### EXERCISE:
Please reproduce the Serious Sam review below in full, word for word.

### READING TEXT:

***

Serious Sam (Xbox) review


"How serious is Serious Sam, the straightforward first-person-shooter that drew in surprisingly big sales and comparisons to no less a game than Doom when it was released at bargain bin prices several years ago? Well, the action quotient is pretty fucking serious, but ultimately this is a undiluted mindless fun. An adventure self-consciously in the vein of the early 90s first-person-shooter giants, Serious Sam tops even Duke Nukem 3D with arrogant brio. It is the logical endgame of all the shoote..."

How serious is Serious Sam, the straightforward first-person-shooter that drew in surprisingly big sales and comparisons to no less a game than Doom when it was released at bargain bin prices several years ago? Well, the action quotient is pretty fucking serious, but ultimately this is a undiluted mindless fun. An adventure self-consciously in the vein of the early 90s first-person-shooter giants, Serious Sam tops even Duke Nukem 3D with arrogant brio. It is the logical endgame of all the shooters that put you in big rooms with big guns and big bad guys. If Doom is Star Wars, then Serious Sam is Starship Troopers. It might be soulless, derivative cheese, but just try not to love it.

***

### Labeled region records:
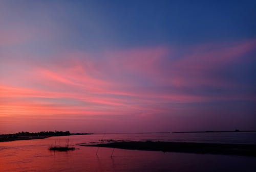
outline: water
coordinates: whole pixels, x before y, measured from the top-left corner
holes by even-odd
[[[256,158],[80,146],[103,140],[256,143],[255,133],[95,134],[0,142],[0,171],[255,171]],[[68,141],[69,140],[69,141]],[[54,152],[68,141],[78,148]]]

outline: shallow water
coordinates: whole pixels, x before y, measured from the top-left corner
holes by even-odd
[[[189,137],[183,133],[175,134],[175,136],[173,134],[95,134],[0,142],[0,171],[255,171],[256,158],[254,157],[163,154],[161,152],[105,148],[100,148],[97,156],[98,148],[76,145],[101,141],[99,140],[102,138],[103,140],[236,141],[233,143],[244,140],[251,143],[254,141],[253,139],[249,139],[253,134],[238,136],[230,134],[235,133],[224,133],[221,135],[214,134],[214,137],[211,133],[210,137],[201,134],[208,133],[200,133],[196,136],[190,134]],[[242,138],[247,140],[240,140]],[[49,146],[55,142],[57,145],[64,145],[68,142],[79,149],[68,152],[48,150]]]

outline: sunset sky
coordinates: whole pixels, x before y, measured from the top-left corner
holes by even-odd
[[[256,130],[256,1],[0,1],[0,134]]]

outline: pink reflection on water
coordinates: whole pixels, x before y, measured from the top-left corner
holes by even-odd
[[[106,136],[106,138],[108,136]],[[125,150],[75,145],[102,135],[56,137],[0,143],[0,171],[254,171],[256,158],[242,156]],[[51,152],[67,138],[79,149]]]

***

### WRITTEN RESPONSE:
Serious Sam (Xbox) review


"How serious is Serious Sam, the straightforward first-person-shooter that drew in surprisingly big sales and comparisons to no less a game than Doom when it was released at bargain bin prices several years ago? Well, the action quotient is pretty fucking serious, but ultimately this is a undiluted mindless fun. An adventure self-consciously in the vein of the early 90s first-person-shooter giants, Serious Sam tops even Duke Nukem 3D with arrogant brio. It is the logical endgame of all the shoote..."

How serious is Serious Sam, the straightforward first-person-shooter that drew in surprisingly big sales and comparisons to no less a game than Doom when it was released at bargain bin prices several years ago? Well, the action quotient is pretty fucking serious, but ultimately this is a undiluted mindless fun. An adventure self-consciously in the vein of the early 90s first-person-shooter giants, Serious Sam tops even Duke Nukem 3D with arrogant brio. It is the logical endgame of all the shooters that put you in big rooms with big guns and big bad guys. If Doom is Star Wars, then Serious Sam is Starship Troopers. It might be soulless, derivative cheese, but just try not to love it.